»»

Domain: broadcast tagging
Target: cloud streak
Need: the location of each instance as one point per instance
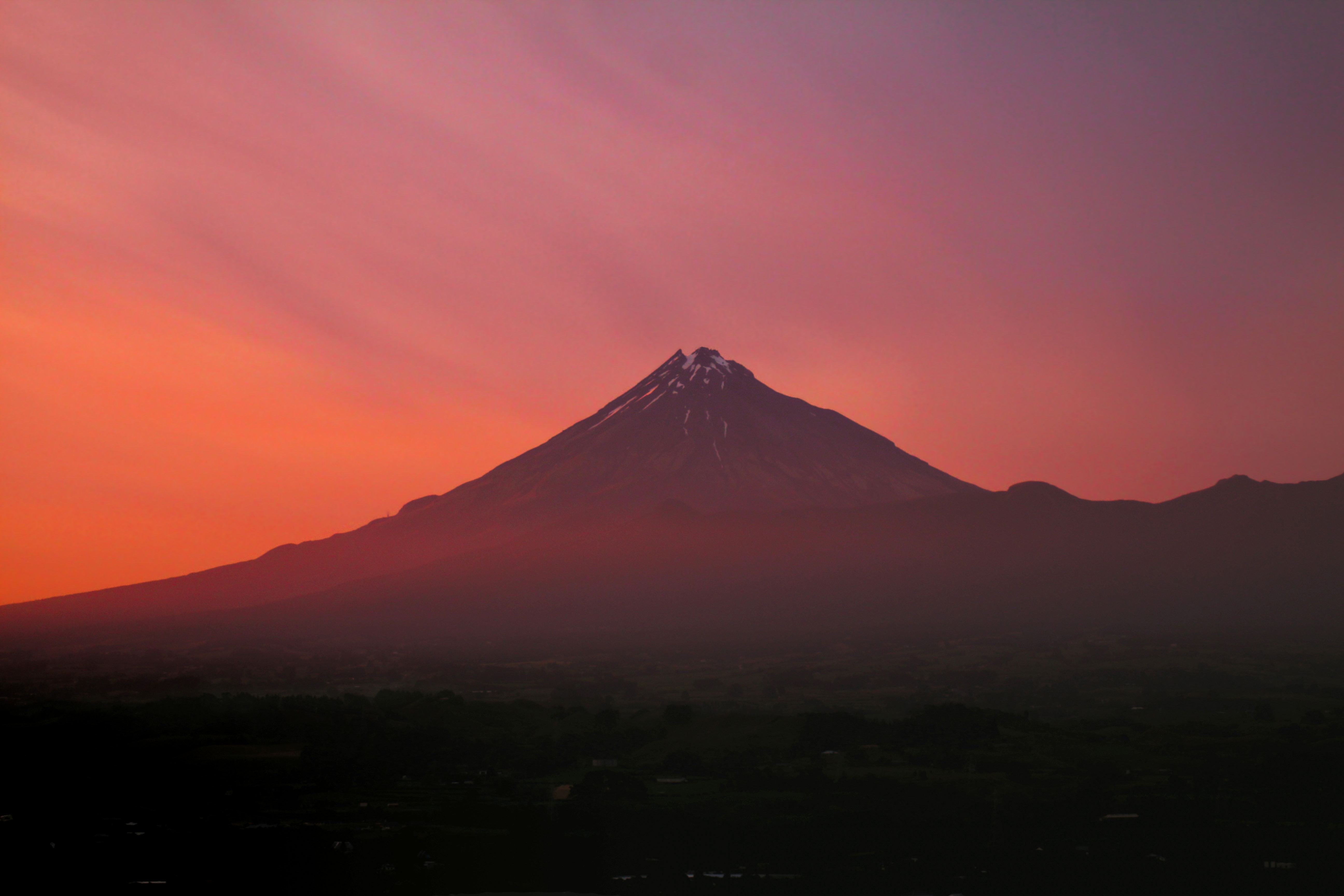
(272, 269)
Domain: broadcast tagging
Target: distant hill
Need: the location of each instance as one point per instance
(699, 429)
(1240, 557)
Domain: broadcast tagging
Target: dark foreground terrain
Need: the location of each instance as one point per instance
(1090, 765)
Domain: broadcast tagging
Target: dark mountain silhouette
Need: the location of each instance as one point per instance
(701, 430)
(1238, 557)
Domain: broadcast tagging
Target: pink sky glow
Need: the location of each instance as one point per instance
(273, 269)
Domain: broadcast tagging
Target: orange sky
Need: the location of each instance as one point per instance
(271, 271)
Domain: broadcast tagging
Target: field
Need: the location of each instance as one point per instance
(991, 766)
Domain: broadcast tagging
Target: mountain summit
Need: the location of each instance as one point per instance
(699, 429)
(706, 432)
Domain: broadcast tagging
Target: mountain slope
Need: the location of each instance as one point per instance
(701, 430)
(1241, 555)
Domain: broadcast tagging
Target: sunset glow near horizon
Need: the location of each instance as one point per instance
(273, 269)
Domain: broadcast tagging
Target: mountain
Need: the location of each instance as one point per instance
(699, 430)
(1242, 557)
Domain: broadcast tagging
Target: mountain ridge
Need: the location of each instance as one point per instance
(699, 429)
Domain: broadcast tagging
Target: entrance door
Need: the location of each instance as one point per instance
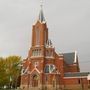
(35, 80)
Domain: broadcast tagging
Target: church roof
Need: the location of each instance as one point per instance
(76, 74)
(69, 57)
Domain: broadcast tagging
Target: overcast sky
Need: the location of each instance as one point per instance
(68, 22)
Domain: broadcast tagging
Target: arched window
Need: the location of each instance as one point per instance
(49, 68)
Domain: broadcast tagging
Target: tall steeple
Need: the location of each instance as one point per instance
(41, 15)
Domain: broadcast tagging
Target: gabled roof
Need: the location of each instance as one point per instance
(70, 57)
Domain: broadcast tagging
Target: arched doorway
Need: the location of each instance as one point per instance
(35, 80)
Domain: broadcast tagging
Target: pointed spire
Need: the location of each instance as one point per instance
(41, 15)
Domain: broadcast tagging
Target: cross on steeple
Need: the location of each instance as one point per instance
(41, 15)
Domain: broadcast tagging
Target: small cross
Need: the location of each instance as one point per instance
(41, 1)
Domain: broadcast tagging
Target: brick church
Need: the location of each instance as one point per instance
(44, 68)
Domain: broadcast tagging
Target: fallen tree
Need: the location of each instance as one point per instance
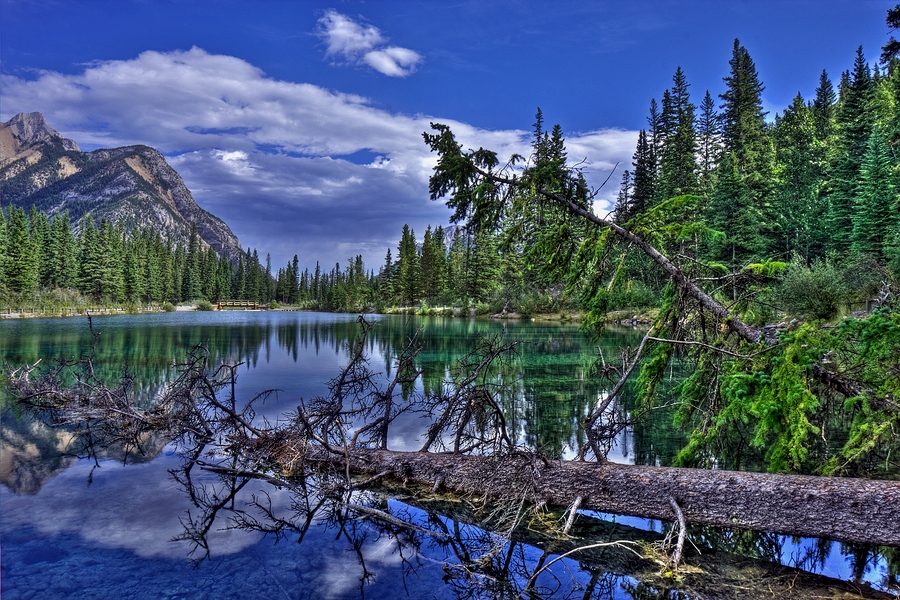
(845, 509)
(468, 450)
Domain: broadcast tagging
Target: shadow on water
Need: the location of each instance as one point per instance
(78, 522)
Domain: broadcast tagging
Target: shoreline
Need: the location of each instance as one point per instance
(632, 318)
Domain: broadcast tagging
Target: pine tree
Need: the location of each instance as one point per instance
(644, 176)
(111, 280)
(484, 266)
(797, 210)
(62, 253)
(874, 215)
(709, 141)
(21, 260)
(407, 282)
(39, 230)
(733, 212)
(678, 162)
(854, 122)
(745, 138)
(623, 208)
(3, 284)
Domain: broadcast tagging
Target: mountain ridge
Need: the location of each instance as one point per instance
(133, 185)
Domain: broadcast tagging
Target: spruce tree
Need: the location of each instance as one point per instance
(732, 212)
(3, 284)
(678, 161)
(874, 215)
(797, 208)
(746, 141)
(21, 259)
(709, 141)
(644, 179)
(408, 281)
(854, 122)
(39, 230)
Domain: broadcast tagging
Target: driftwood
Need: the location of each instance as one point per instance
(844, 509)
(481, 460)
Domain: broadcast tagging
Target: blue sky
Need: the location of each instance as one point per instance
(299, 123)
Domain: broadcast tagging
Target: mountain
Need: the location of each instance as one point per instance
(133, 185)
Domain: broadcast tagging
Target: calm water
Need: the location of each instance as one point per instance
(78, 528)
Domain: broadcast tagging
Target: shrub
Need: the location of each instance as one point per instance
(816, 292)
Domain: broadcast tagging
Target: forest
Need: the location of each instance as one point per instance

««
»»

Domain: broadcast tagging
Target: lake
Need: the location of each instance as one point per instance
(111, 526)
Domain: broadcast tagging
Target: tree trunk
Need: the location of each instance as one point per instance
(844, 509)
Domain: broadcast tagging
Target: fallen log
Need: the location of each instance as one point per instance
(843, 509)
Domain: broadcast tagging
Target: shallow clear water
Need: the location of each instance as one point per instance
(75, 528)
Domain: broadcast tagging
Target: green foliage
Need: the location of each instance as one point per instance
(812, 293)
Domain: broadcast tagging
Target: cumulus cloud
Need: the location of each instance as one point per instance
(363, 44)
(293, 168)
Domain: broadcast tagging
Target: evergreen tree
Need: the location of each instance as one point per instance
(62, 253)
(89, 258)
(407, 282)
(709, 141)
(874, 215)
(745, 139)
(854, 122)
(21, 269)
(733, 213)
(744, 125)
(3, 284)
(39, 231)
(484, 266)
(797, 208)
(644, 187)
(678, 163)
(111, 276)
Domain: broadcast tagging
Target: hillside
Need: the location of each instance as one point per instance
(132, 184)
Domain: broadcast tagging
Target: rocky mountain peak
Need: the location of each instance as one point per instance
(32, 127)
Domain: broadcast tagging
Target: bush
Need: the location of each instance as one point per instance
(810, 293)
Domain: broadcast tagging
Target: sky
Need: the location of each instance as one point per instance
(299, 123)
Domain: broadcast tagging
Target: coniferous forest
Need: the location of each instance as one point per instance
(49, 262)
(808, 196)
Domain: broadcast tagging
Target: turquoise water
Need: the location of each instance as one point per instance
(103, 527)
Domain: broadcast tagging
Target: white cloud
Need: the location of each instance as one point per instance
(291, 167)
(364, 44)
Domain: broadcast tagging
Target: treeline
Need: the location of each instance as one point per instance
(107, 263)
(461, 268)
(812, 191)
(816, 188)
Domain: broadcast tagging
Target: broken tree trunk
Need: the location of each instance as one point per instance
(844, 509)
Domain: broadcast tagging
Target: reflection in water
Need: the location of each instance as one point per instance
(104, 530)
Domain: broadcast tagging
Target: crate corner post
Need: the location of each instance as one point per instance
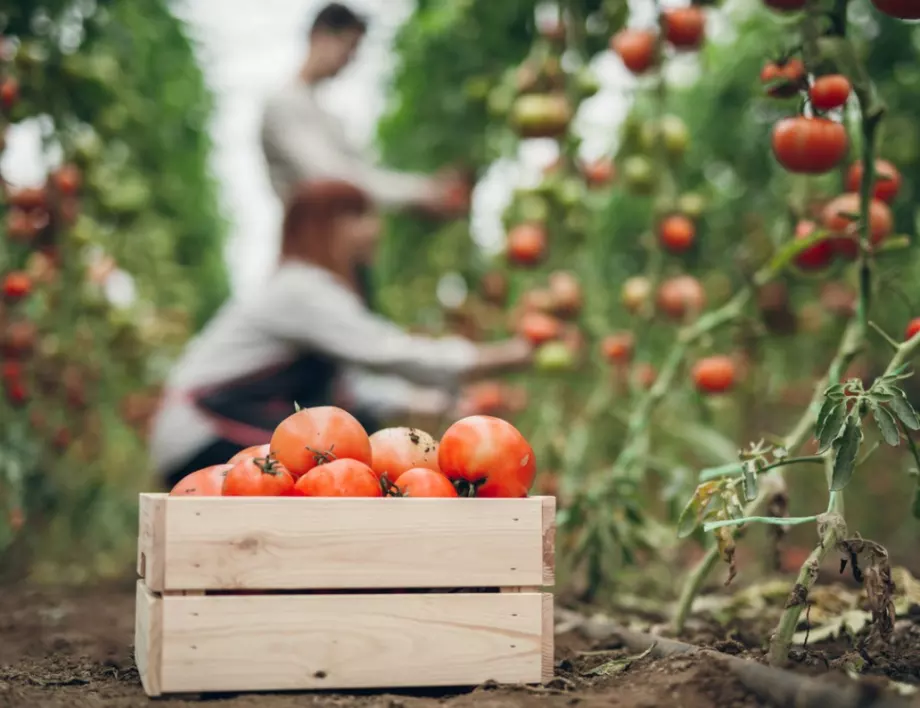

««

_EXERCISE_
Find every line in the items above that contains the word "glow", with case mattering, and copy each of those lines.

_EXERCISE RESPONSE_
Target: pink sky glow
Target: sunset glow near horizon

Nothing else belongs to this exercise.